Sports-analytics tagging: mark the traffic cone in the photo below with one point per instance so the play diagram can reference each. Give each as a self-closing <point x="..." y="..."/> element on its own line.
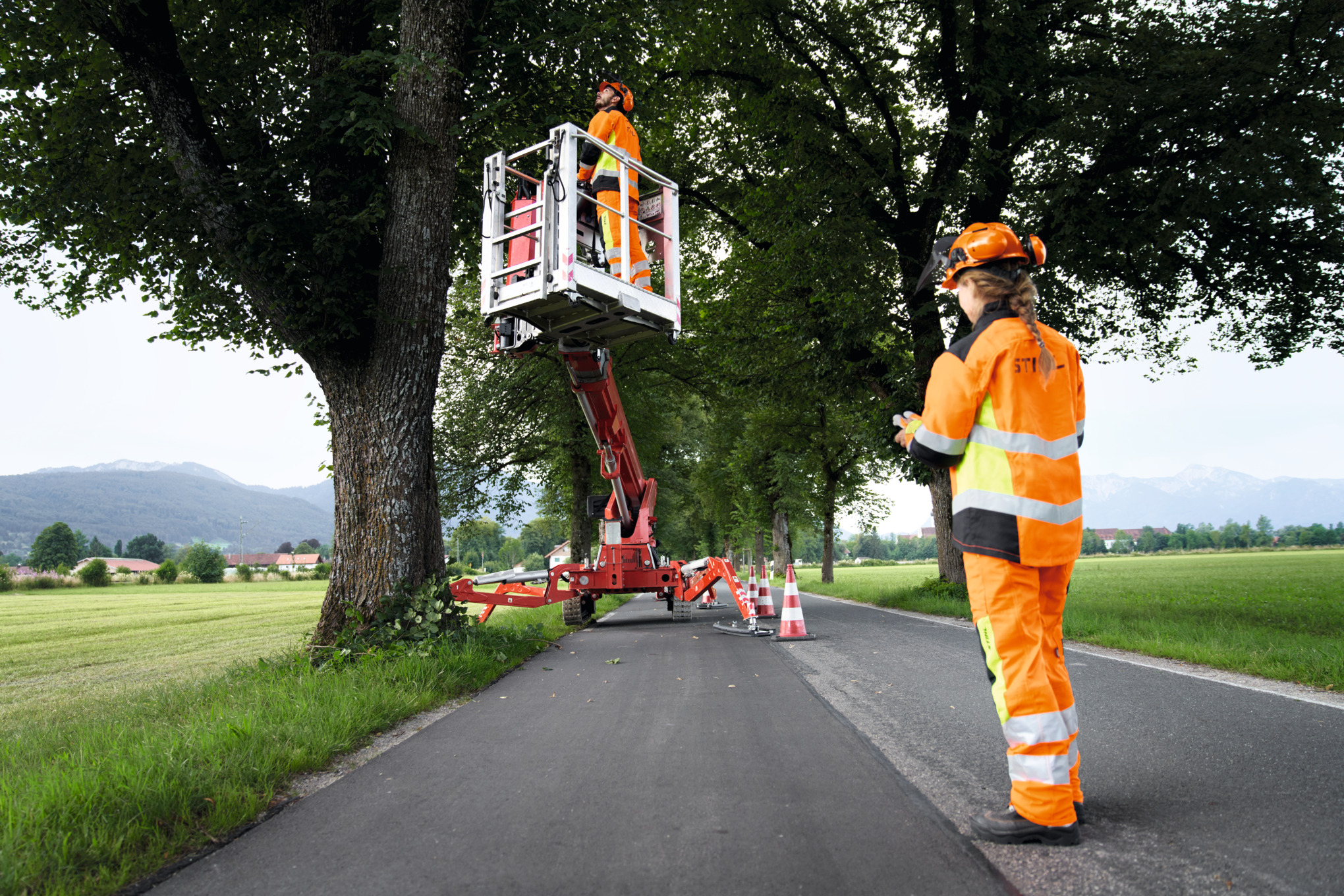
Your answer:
<point x="765" y="601"/>
<point x="791" y="615"/>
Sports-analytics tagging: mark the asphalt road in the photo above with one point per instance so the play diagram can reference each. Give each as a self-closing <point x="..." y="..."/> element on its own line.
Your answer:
<point x="700" y="764"/>
<point x="704" y="764"/>
<point x="1191" y="786"/>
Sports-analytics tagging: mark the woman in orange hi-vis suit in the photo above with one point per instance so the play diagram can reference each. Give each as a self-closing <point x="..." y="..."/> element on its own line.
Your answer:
<point x="1004" y="410"/>
<point x="613" y="128"/>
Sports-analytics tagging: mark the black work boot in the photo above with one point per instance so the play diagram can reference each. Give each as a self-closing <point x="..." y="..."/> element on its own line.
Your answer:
<point x="1011" y="828"/>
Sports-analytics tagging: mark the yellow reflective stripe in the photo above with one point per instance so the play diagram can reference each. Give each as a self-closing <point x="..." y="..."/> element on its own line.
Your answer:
<point x="996" y="665"/>
<point x="983" y="466"/>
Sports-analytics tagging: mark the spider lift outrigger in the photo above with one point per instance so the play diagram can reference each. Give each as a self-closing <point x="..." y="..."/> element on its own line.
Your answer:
<point x="542" y="284"/>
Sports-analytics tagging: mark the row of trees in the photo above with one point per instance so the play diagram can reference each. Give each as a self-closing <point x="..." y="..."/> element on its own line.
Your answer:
<point x="58" y="544"/>
<point x="1204" y="536"/>
<point x="296" y="178"/>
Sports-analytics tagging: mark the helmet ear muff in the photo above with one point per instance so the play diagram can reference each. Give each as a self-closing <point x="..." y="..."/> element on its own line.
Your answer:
<point x="1035" y="249"/>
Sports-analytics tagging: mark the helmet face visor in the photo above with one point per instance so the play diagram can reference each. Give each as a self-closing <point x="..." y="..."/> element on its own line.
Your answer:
<point x="982" y="245"/>
<point x="615" y="84"/>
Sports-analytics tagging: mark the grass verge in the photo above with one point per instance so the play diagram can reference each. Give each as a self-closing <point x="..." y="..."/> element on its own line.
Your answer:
<point x="1272" y="614"/>
<point x="105" y="791"/>
<point x="66" y="648"/>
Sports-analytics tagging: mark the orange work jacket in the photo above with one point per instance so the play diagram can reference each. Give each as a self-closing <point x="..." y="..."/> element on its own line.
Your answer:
<point x="1011" y="442"/>
<point x="615" y="129"/>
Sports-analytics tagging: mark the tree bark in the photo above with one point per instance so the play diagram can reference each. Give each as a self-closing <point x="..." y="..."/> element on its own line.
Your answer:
<point x="581" y="486"/>
<point x="382" y="401"/>
<point x="952" y="567"/>
<point x="780" y="540"/>
<point x="828" y="536"/>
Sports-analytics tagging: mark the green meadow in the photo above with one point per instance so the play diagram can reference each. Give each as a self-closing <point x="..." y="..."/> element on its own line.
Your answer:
<point x="1277" y="614"/>
<point x="142" y="721"/>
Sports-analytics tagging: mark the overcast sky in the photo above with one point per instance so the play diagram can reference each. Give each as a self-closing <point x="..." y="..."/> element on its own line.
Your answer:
<point x="159" y="402"/>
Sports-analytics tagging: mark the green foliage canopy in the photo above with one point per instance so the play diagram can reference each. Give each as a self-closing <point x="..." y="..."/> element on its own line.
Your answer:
<point x="96" y="574"/>
<point x="147" y="547"/>
<point x="205" y="562"/>
<point x="54" y="546"/>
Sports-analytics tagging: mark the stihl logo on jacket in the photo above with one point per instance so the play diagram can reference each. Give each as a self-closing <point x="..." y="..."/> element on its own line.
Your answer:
<point x="1010" y="439"/>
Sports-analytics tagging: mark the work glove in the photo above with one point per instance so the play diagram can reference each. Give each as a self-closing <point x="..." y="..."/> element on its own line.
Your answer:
<point x="903" y="432"/>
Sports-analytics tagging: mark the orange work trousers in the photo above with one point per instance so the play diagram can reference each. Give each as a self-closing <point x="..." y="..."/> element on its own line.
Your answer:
<point x="1019" y="614"/>
<point x="619" y="246"/>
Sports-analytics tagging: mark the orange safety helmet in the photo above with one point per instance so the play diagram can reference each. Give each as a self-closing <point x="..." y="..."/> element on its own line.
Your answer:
<point x="983" y="246"/>
<point x="619" y="86"/>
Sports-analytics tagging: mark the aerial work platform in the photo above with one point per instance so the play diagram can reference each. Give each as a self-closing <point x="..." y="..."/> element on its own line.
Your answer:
<point x="544" y="281"/>
<point x="542" y="254"/>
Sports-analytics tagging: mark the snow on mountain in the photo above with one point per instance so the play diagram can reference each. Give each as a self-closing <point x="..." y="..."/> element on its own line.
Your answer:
<point x="1208" y="495"/>
<point x="151" y="466"/>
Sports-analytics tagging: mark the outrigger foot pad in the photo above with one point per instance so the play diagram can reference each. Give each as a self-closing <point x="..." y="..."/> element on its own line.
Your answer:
<point x="738" y="629"/>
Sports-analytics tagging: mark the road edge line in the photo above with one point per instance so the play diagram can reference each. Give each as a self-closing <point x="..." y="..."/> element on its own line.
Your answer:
<point x="1202" y="672"/>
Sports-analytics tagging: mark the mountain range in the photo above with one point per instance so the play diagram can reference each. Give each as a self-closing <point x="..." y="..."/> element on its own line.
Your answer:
<point x="184" y="501"/>
<point x="320" y="495"/>
<point x="1208" y="495"/>
<point x="175" y="501"/>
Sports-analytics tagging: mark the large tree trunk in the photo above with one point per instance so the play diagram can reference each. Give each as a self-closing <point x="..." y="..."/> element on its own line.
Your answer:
<point x="952" y="567"/>
<point x="781" y="542"/>
<point x="382" y="401"/>
<point x="581" y="486"/>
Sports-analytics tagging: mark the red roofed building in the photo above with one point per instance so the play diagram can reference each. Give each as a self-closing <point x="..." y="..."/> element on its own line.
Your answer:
<point x="283" y="561"/>
<point x="130" y="563"/>
<point x="1109" y="536"/>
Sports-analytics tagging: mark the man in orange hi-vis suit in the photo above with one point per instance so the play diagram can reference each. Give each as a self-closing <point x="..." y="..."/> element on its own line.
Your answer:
<point x="1004" y="410"/>
<point x="611" y="125"/>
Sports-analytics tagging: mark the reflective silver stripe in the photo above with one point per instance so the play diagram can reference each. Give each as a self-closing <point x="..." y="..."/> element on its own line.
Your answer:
<point x="1045" y="770"/>
<point x="1040" y="727"/>
<point x="1024" y="442"/>
<point x="939" y="443"/>
<point x="1030" y="508"/>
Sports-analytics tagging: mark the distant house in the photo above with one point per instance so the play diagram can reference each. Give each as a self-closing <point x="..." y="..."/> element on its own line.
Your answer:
<point x="130" y="563"/>
<point x="284" y="561"/>
<point x="1109" y="536"/>
<point x="561" y="554"/>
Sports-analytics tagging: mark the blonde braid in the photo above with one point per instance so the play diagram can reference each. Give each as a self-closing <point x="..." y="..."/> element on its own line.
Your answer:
<point x="1021" y="296"/>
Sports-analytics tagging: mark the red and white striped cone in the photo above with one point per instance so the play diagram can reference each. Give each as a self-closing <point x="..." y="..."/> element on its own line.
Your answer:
<point x="791" y="615"/>
<point x="765" y="601"/>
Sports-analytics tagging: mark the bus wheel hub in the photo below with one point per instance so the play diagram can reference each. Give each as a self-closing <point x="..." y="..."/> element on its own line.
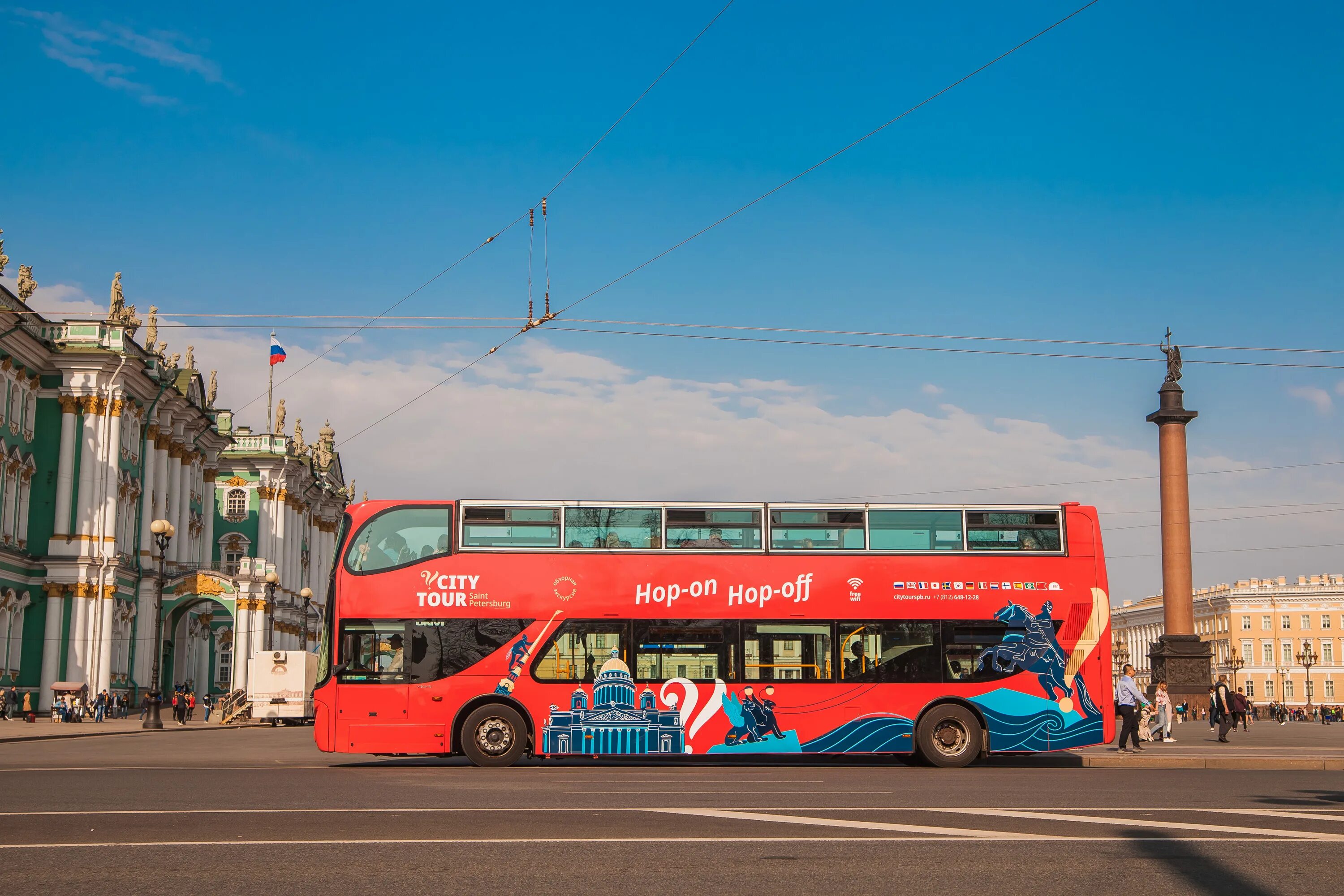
* * *
__Work task__:
Every line of the material above should be repeated exactly, except for the pictures.

__Answer to the exercise__:
Sports-analytics tagging: mark the traffic cone in the photo below with one point per instance so the play diagram can reference each. Give each as a self-closing <point x="..." y="..."/> element on its own line.
Your answer:
<point x="765" y="601"/>
<point x="791" y="615"/>
Sports-analytics tagging: mark the asphalt road in the photo above with one point per instance so the play diagram can reference each. Give each as a self-closing <point x="..." y="..."/> element on its own line.
Your answer:
<point x="700" y="764"/>
<point x="704" y="764"/>
<point x="1191" y="786"/>
Sports-analytics tagging: mark the woman in orange hi-vis suit in the photo above with one point per instance so the play diagram can reference each. Give each as a self-closing <point x="..." y="..."/> element on its own line.
Your answer:
<point x="1004" y="410"/>
<point x="613" y="128"/>
Sports-analytics tagging: mark the black work boot in the photo above with one point per instance so the play diagram can reference each. Give each as a self-closing <point x="..." y="..."/> element on its own line.
Your answer:
<point x="1011" y="828"/>
Sports-analytics tagging: mark the yellow reflective stripe in the photo above with one point per instance so the play diagram can reference each. Give each as a self-closing <point x="..." y="..."/> element on its own line.
Your answer:
<point x="996" y="665"/>
<point x="983" y="466"/>
Sports-analytics tagging: mark the spider lift outrigger in the photo above with one point per instance so the play diagram can reference each. Give each as a self-closing <point x="..." y="..."/> element on its own line.
Your answer:
<point x="542" y="284"/>
Sports-analytics tagging: mark the row of trees in the photo above with one point per instance so the play diagram can reference each. Give each as a self-closing <point x="..." y="..."/> element on its own line.
Your answer:
<point x="58" y="544"/>
<point x="1204" y="536"/>
<point x="296" y="178"/>
Sports-analytics tagging: mark the helmet ear muff in the photo above with one point per instance so the play diagram can reference each. Give each as a self-closing <point x="..." y="..."/> element on its own line.
Your answer:
<point x="1035" y="249"/>
Sports-analytics tagging: mark the helmet face visor in the photo above with one point per instance so the play diagram can reference each. Give each as a self-closing <point x="..." y="..."/> element on its own line.
Your answer:
<point x="982" y="245"/>
<point x="615" y="84"/>
Sports-analytics tagging: mark the grass verge in the photo above with one point per instance so the play diagram can reference each. Give each as a self-closing <point x="..." y="..."/> element on its own line.
Your answer:
<point x="1272" y="614"/>
<point x="105" y="791"/>
<point x="66" y="648"/>
Sports-analytics tagging: mark the orange work jacket in the photo above with one point per instance so the play diagram can reference each. Give each as a self-closing <point x="..." y="..."/> element on its own line.
Your answer:
<point x="1011" y="442"/>
<point x="615" y="129"/>
Sports-analytics tagging: mark the tree bark in the photo above with one point per instance so the play diagram can reference each. Give each as a self-closing <point x="..." y="..."/> element on its own line.
Your answer:
<point x="581" y="486"/>
<point x="382" y="401"/>
<point x="952" y="567"/>
<point x="780" y="540"/>
<point x="828" y="536"/>
Sports-analytics tagging: mark the green meadow in the photo above with one point per instance so the play diagram can reference each. Give each as a self-closing <point x="..." y="..."/> element on its own line.
Your answer:
<point x="1277" y="614"/>
<point x="142" y="721"/>
Sports-analytics tagging: mark the overcast sky in the photo above with one point per instance so the play diagram can reference each. Give each as a self-closing <point x="..." y="..."/> element on its own line.
Your answer:
<point x="159" y="402"/>
Sports-analytics tagging: mark the green foliage canopy in the photo above with one point per instance so the play diagram can reference each. Give each as a self-closing <point x="..." y="..."/> element on its own line.
Your answer:
<point x="96" y="574"/>
<point x="147" y="547"/>
<point x="205" y="562"/>
<point x="54" y="546"/>
Sports-analytics tagging: mark the stihl logo on jacket in the photo above with one point per instance so the play diagram can reference each. Give each as a self-closing <point x="..." y="..."/> element on its own line.
Your answer:
<point x="1010" y="439"/>
Sports-analytics tagging: mark the work glove in the photo above with one point per instance so the play diagram can reference each. Give each as a self-closing <point x="..." y="..."/> element on its own line.
Your answer:
<point x="903" y="432"/>
Sports-analytics tagging: mark the orange work trousers in the photo above with one point per instance so the play diagram can reference each. Give each as a self-closing <point x="..." y="..."/> element on its own line.
Your answer:
<point x="1019" y="614"/>
<point x="619" y="246"/>
Sports-analytics tagging: mark the orange safety helmet in the photo above with one point per instance so the play diagram can reference each. Give each as a self-closing <point x="..." y="..."/> element on its own line.
Your answer:
<point x="983" y="246"/>
<point x="619" y="86"/>
Sports-analytics tagging: mark the aerial work platform in the photo above with one point per instance so the play diagram can reference each. Give each as a self-closing <point x="..." y="..."/> element on its own line.
Your answer:
<point x="544" y="281"/>
<point x="542" y="254"/>
Sports-analytics tagging: mark the snow on mountain in the photo above with one point per instance so the play diagram can reference each. Give each as a self-closing <point x="..." y="..."/> element on its own line.
Your answer:
<point x="1208" y="495"/>
<point x="151" y="466"/>
Sports-analytics tagging: mark the outrigger foot pad in the photo above with one point per instance so the play diagram can reference each. Give each as a self-closing <point x="..." y="..."/> element on its own line.
Your answer:
<point x="738" y="629"/>
Sports-analytics tagging: mark the road edge line in the photo above with one point per instance so the play diagram can reference each. Give each as a self-closing <point x="..." y="..."/> element on its own line.
Your answer:
<point x="1202" y="672"/>
Sports-analytics tagging: mark the mountain range in the photo above with one point per instance so the play diagram can reference each. Give each as a self-closing <point x="..." y="..."/> element on its own line.
Your answer:
<point x="184" y="501"/>
<point x="320" y="495"/>
<point x="1208" y="495"/>
<point x="175" y="501"/>
Sports-analytics tagging: mark the large tree trunk in the photo above with one point per instance so the play diagram can reference each. Give each as a self-closing <point x="..." y="..."/> element on its own line.
Your answer:
<point x="952" y="567"/>
<point x="781" y="542"/>
<point x="382" y="401"/>
<point x="581" y="486"/>
Sports-analytics tagging: mark the red roofed building in the photo above with one point per instance so the play diagram can reference each. Give each as a self-closing <point x="..." y="..."/> element on its own line.
Your answer:
<point x="283" y="561"/>
<point x="130" y="563"/>
<point x="1109" y="536"/>
Sports-analytics tagging: mark the man in orange hi-vis suit in the photo above with one point per instance so the play diagram can reference each. Give each as a self-closing <point x="..." y="..."/> element on its own line.
Your answer:
<point x="1004" y="410"/>
<point x="611" y="125"/>
Sports-analytics tagging: mark the reflective silver stripe in the photo above with one point per instance so the play diagram can reference each. Give each as a self-closing <point x="..." y="..."/> element on its own line.
Your answer:
<point x="1045" y="770"/>
<point x="1040" y="727"/>
<point x="1024" y="442"/>
<point x="939" y="443"/>
<point x="1030" y="508"/>
Sports-analytics tagging: mark the distant house in the photo above with one point per instance so the play diagram can reference each. Give each as a self-closing <point x="..." y="..."/> element on its own line.
Your answer:
<point x="130" y="563"/>
<point x="284" y="561"/>
<point x="1109" y="536"/>
<point x="561" y="554"/>
Sports-analytics tagging: mark the blonde braid in the photo above with one point per instance so the play diagram can reference each. Give each as a self-closing <point x="..." y="..."/> element on its own line.
Your answer:
<point x="1021" y="296"/>
Sports-analytics tagging: mark the red and white striped cone in the photo above with one point per instance so the play diagram can reference each. Give each as a self-closing <point x="..." y="..."/> element on its own line.
Your answer:
<point x="791" y="615"/>
<point x="765" y="601"/>
Sports-analytics tagging: mark the bus wheel hub in the photo below with one point per instance so the play diagram can reference each. Give each as a self-closing <point x="..." y="..."/> element on its own line.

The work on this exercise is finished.